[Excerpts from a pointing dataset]
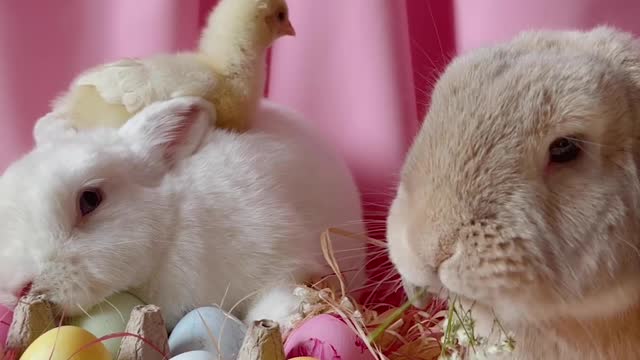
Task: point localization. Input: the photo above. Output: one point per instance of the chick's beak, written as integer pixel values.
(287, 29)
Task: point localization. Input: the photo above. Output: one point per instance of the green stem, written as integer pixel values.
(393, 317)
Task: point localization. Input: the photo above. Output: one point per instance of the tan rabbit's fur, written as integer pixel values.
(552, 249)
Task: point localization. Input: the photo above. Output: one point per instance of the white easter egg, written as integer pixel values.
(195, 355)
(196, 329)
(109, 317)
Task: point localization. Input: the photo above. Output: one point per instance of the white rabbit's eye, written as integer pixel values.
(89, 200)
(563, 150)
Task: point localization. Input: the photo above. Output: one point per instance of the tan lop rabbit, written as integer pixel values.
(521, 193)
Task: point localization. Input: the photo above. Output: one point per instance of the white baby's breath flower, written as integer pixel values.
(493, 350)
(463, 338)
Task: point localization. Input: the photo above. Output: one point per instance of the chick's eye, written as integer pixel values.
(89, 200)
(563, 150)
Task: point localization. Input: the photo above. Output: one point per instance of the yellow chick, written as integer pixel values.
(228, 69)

---

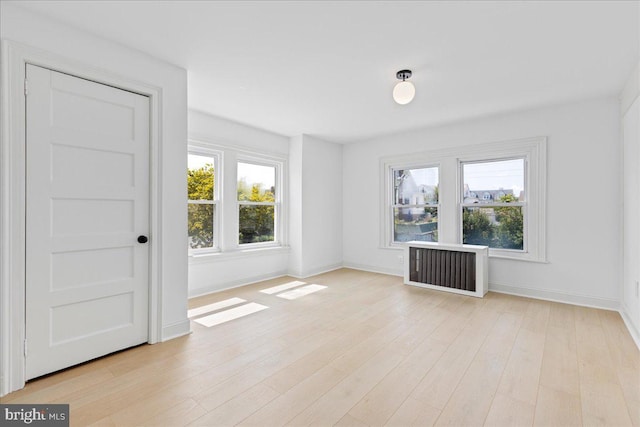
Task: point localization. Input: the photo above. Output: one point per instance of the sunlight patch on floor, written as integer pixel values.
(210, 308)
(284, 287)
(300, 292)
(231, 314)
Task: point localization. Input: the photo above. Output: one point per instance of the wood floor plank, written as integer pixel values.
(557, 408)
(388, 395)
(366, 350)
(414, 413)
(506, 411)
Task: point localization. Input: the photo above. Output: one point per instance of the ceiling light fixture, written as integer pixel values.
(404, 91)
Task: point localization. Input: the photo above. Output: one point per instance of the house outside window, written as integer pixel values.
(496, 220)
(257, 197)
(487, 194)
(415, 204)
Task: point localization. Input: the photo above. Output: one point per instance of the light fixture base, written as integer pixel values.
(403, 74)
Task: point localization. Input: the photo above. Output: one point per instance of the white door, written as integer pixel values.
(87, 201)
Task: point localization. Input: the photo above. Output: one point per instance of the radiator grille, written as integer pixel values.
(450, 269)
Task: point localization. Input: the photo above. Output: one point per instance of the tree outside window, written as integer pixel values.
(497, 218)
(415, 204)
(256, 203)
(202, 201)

---

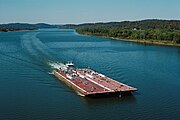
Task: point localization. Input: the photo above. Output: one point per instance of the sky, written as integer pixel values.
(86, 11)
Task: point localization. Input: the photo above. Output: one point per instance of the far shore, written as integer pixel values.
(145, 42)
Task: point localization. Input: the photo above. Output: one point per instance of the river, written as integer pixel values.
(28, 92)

TASK TO COMPLETE.
Find each line in the entries above that contains the word "window" and copy it in full.

ANSWER TO THE PROBLEM.
Task: point localization. Input: the photo above. Output: one point per instance of the house outside window, written as integer pixel values.
Task: point localization. Input: the photo above. Output: one point per instance of the tree outside window, written as integer pixel values.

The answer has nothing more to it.